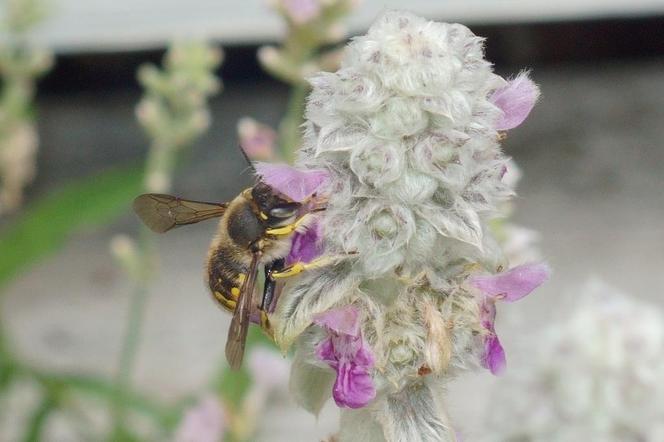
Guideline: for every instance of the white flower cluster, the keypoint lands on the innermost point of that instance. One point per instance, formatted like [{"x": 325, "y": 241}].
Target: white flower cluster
[
  {"x": 596, "y": 375},
  {"x": 21, "y": 64},
  {"x": 407, "y": 132}
]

> **Given request**
Copy the text lines of the items above word for word, omitting the pictures.

> **Full output**
Guideline: for every instance of the white flower cluster, the keypoint lands on the innermost point of that instance. One point per instance, formatted like [{"x": 325, "y": 241}].
Target: white flower cluster
[
  {"x": 596, "y": 375},
  {"x": 21, "y": 64},
  {"x": 407, "y": 132}
]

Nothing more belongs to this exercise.